A full, word-for-word copy of the listing below is needed; leave the images out of it.
---*---
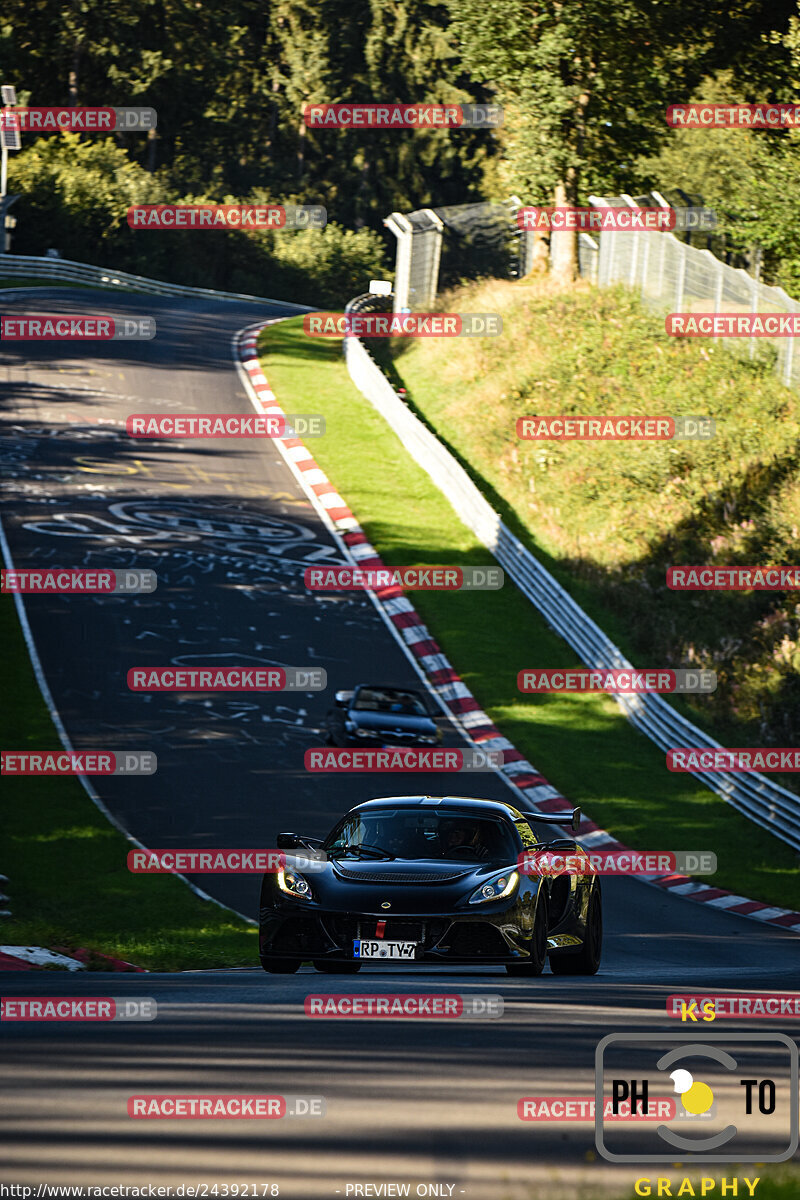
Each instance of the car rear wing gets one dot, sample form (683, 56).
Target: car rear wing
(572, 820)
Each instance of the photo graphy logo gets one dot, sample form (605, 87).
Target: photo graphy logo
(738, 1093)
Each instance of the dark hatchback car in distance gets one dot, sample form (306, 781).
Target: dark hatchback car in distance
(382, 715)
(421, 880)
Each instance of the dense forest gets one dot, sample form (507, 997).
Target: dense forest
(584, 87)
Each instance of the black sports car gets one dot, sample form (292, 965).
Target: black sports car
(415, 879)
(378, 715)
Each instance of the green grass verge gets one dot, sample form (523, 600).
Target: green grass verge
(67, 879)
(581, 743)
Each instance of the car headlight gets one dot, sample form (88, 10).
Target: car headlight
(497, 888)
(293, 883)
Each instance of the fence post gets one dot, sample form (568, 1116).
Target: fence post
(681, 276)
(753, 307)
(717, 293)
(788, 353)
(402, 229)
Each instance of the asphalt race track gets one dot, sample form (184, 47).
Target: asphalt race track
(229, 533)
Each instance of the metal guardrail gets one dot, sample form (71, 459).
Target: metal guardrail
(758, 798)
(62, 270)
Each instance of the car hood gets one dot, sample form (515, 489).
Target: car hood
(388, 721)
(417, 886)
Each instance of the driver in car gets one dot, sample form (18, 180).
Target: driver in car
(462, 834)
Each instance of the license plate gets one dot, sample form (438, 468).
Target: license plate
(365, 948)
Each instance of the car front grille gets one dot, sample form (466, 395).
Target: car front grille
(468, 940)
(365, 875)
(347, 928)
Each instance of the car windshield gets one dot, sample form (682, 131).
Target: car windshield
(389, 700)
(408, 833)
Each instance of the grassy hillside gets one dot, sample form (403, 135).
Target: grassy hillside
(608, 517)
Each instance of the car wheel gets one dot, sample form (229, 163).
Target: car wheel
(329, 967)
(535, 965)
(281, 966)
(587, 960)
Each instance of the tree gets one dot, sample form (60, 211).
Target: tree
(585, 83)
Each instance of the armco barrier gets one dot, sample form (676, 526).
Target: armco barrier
---*---
• _Exercise solution_:
Each instance of the car rear wing gets one dot, sample form (683, 56).
Target: car rear wing
(572, 820)
Each instance of the photo graphy logo gets one dot, sample form (605, 87).
Target: photo graphy logo
(738, 1093)
Each instance of the dark hatchback car in distance gets one dot, sample form (306, 781).
Target: dark hatchback car in distance
(382, 715)
(421, 880)
Each instance of the dense forest gets one dot, sample form (507, 997).
Target: dense forest
(584, 87)
Each instance of the black sports car gets one dot, sample form (292, 965).
Target: black sports car
(415, 879)
(378, 715)
Each instance of the green grass verge gets one dot, sample form (523, 600).
Target: green grass verge
(67, 879)
(581, 743)
Each instance of the car headlight gets one dot, sample form (88, 10).
Target: car headlight
(497, 888)
(293, 883)
Each instance of the fence post gets one dot, sample form (568, 1116).
Target: fence post
(681, 276)
(753, 307)
(717, 293)
(788, 353)
(402, 229)
Each instance of the asphalt race track gets one dot, sample form (184, 47).
Target: asphalt race track
(229, 533)
Each instance of the metal guardrail gets one dot, sample form (71, 459).
Target: metal guardrail
(758, 798)
(62, 270)
Each instance of the car hood gets one dot, sample form (515, 489).
Target: car hood
(388, 721)
(417, 886)
Each instance of the driver in car gets one dot, sample form (18, 180).
Target: driver in car
(462, 834)
Each instance of the license plate gets one dot, sample form (438, 468).
Target: license plate
(365, 948)
Each instance of the car front grille gets one dot, sample form (466, 395).
Target: car front grille
(468, 940)
(365, 875)
(347, 928)
Each instance of the car windshield gets one dot, sample form (682, 131).
Target: car windshield
(389, 700)
(408, 833)
Each instance of the grassy hillside gets one dot, sample form (403, 135).
Target: grassy hillside
(608, 517)
Each instance of the car wheel gets one dot, sample form (229, 163).
Target: car wheel
(329, 967)
(535, 965)
(281, 966)
(587, 960)
Each instance of the tree gets one dot, sample form (60, 211).
Target: tree
(585, 83)
Each instance of the armco barrier gets one dot, sample form (676, 526).
Target: armco barrier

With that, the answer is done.